How to Prevent Swatting

How to Prevent Swatting

Swatting is the ultimate evil personal social engineering attack. An attacker, known as a swatter, calls the local police department of a targeted victim and pretends to be a (mass) shooter or the victim of a (mass) shooter in order to get a massive law enforcement response against the victim. SWAT stands for Special Weapons and Tactics. Swatting is done mostly to inconvenience the victim (and those around them) as they have to negotiate and comply with law enforcement. Sometimes situation verification is done via the phone but oftentimes it is done at the muzzle of automatic weapons with the victim down on the ground. Some attackers even hope that their victim is harmed or killed by the situation.

It's happened. I know of at least three deaths that have occurred due to swatting, two of which the killed victims were not related to the intended victim or situation. In one case (https://en.wikipedia.org/wiki/2017_Wichita_swatting), the swatter sent the police to the intended target’s old living address. A person living there opened his door to investigate all the noise outside his house, and an overzealous police member shot and killed him. In the second case (https://en.wikipedia.org/wiki/2020_Tennessee_swatting), police were sent to the wrong address as well, and an innocent grandfather had a heart attack when the police yelled at him to get down on the ground. In both cases, the swatters were identified, arrested, convicted, and put in jail. Unfortunately, most swatters get away with their attacks without any repercussions.

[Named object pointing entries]
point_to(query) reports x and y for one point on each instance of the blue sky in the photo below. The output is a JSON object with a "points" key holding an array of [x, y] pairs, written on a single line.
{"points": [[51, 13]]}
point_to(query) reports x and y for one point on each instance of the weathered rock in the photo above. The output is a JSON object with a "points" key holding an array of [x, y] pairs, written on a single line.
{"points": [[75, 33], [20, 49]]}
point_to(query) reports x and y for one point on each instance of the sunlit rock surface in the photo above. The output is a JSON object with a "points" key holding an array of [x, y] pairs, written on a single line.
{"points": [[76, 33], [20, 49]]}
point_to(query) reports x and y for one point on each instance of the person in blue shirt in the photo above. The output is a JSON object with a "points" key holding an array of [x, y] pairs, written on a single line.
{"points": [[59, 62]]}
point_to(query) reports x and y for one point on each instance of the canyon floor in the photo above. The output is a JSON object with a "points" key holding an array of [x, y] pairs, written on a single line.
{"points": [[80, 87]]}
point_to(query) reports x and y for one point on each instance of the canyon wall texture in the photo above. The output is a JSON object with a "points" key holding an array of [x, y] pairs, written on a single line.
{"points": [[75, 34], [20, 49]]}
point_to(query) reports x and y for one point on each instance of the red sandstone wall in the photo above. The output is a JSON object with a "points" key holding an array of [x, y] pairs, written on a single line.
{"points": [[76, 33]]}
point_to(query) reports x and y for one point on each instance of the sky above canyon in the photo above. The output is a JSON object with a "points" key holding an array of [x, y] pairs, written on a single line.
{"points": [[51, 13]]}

* _Work to do_:
[a] In the text on swatting, what happened to the grandfather in the Tennessee case when police yelled at him to get down on the ground?
[b] Pick up the text on preventing swatting after its last sentence and keep writing.

* _Results of the tasks_:
[a] He had a heart attack.

[b]
Note: S.W.A.T was also an awesome series I watched in 1975 as a kid. It had cops, weapons, and car chases. If I’m not accidentally conflating two shows from the 1970’s (I was 8), I think it also had mean, fast, Doberman Shepards. Whatever show had the dogs, it did for Doberman Shepards what Jaws did for sharks. There was also a S.W.A.T remake in 2017, but I didn’t watch it and I have no idea if they pushed mean Doberman Shepards as well.

Swatting has been done in one form or another for decades, if not centuries, but the Internet and anonymous calling methods have allowed it to really blossom into a common tactic. Most swatting over the last decade was done by adolescent boys, often in response to a gaming dispute, but the perverted logic for committing them can be a myriad of reasons. These days with all the involved targets, it seems like it’s being committed by men of all ages, but obviously ones with adolescent sensibilities. It can be accomplished by an individual using many methods, including: voice-over-IP services, burner phones, phone-enabled chat services, and even dark web-advertised services (i.e., Swatting-as-a-Service).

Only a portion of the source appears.